Which lines in the records below contain the word "above"? Copy out each of those lines in full.

▶ _Source material_:
____

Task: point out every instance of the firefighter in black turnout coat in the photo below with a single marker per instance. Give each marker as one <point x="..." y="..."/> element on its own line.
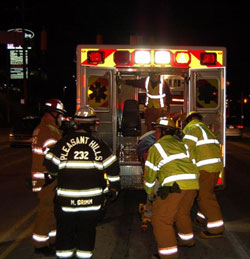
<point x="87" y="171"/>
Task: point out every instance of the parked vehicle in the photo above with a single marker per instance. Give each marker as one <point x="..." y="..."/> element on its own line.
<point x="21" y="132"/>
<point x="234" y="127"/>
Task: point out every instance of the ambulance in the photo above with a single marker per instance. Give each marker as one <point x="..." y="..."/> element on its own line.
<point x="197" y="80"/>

____

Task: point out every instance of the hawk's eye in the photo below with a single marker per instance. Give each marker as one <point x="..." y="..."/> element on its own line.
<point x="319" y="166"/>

____

▶ _Solution to the exercise_:
Task: point out every instance of the parked vehicle in the photo above with a single marker per instance. Give each marker as one <point x="..." y="..."/> element on its own line.
Task: point out every instance of the ambulance in the photo above with a single marker per instance. Give each marker as one <point x="..." y="..."/> element on its own line.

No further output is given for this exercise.